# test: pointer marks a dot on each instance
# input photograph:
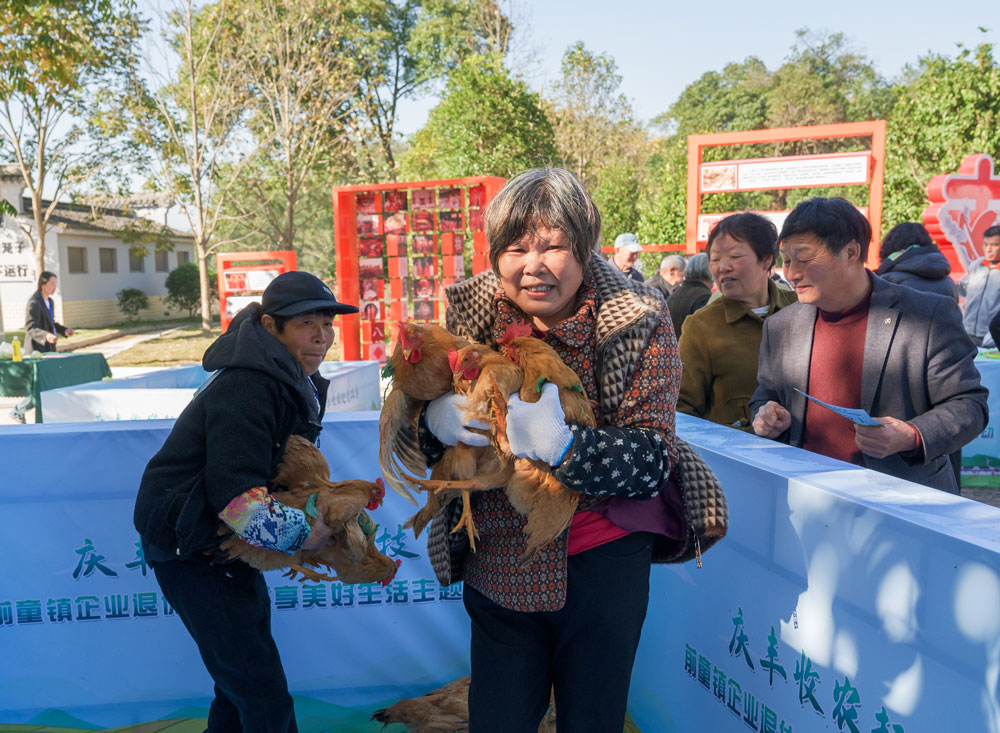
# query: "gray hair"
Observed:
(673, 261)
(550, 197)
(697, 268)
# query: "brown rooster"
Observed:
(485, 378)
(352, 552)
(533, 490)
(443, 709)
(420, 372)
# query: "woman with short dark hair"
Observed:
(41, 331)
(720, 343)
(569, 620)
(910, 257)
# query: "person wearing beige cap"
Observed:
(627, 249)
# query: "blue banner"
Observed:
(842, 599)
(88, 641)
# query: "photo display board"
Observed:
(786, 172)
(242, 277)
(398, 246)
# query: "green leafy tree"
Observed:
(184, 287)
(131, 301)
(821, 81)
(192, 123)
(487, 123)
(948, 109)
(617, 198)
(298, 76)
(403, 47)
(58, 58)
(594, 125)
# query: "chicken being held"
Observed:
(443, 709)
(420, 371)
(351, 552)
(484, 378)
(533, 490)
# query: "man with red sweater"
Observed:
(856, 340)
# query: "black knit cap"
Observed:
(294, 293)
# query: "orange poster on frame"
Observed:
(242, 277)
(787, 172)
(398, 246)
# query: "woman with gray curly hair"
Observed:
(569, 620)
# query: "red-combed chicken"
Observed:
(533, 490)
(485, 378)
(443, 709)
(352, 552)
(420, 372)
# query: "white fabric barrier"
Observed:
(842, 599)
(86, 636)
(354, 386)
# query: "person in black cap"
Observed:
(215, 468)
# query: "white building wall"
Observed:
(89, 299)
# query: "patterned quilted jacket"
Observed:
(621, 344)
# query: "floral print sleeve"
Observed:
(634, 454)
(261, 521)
* * *
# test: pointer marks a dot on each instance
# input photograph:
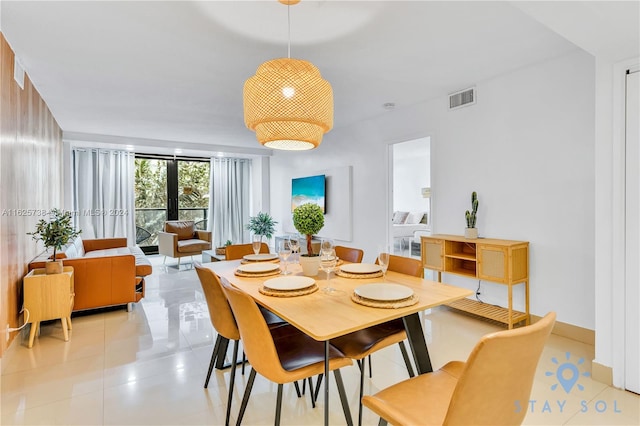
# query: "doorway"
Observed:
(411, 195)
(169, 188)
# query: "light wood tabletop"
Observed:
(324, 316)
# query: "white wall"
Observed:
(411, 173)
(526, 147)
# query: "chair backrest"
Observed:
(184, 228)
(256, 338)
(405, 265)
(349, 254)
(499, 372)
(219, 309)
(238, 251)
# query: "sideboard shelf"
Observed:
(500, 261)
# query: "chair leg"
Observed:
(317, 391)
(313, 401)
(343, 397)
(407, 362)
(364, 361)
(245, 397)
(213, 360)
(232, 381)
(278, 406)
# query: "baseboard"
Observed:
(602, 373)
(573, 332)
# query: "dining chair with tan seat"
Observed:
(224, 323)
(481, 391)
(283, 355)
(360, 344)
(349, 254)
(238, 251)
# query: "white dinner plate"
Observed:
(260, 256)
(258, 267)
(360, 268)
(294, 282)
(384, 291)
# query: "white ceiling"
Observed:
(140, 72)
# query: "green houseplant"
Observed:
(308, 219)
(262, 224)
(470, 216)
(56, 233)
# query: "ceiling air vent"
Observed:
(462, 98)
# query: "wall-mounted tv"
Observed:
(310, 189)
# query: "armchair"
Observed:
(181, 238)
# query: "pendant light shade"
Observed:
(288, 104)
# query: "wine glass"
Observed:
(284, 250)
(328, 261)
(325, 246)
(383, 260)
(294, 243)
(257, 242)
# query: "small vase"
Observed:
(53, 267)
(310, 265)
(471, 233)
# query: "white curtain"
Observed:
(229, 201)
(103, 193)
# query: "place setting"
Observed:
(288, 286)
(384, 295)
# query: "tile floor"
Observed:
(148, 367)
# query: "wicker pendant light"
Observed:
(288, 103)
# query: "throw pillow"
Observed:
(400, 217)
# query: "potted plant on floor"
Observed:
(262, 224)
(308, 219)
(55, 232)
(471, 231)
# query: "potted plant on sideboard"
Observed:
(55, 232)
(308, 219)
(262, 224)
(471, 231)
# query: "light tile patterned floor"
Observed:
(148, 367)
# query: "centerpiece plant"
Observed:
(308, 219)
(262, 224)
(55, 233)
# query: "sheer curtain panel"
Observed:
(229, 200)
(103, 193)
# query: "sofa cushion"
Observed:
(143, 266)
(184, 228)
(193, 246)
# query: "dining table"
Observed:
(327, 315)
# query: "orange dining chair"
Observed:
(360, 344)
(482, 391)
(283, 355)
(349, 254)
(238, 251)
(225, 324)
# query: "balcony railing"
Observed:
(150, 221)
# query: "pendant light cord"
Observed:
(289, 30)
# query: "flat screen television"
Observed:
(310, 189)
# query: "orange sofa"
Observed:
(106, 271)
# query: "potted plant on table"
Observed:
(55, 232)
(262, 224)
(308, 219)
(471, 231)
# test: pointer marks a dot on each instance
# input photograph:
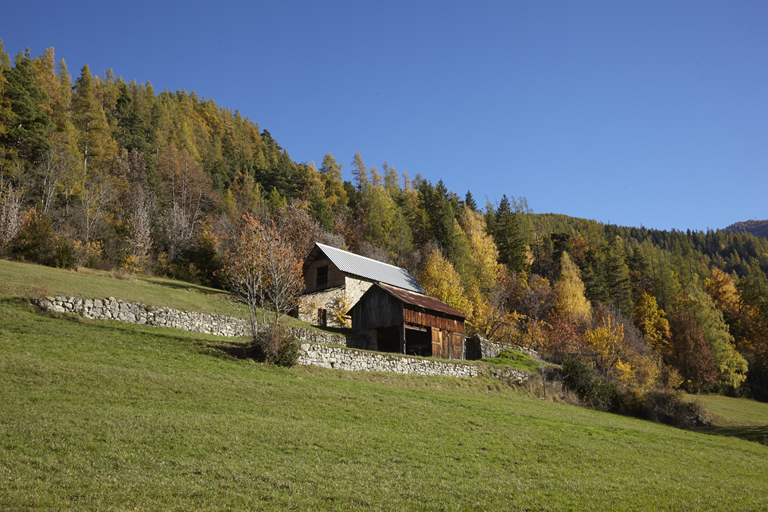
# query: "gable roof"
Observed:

What the task requires: Using the data above, establish how many lines include the word "with"; the reply is that number only.

Solution below: 4